▸ Input rows
────────────────

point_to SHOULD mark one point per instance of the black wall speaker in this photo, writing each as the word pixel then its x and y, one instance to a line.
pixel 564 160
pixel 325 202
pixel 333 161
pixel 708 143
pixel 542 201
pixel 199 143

────────────────

▸ Required task
Edit the material above so that "black wall speaker" becomes "wall-mounted speaker", keeping every other line and word unchanged.

▸ Answer below
point_to SHOULD mark one point per instance of the wall-mounted speaker in this photo, writing each as the word pixel then its x and y, one instance to a line.
pixel 564 160
pixel 325 202
pixel 333 161
pixel 708 143
pixel 542 201
pixel 199 143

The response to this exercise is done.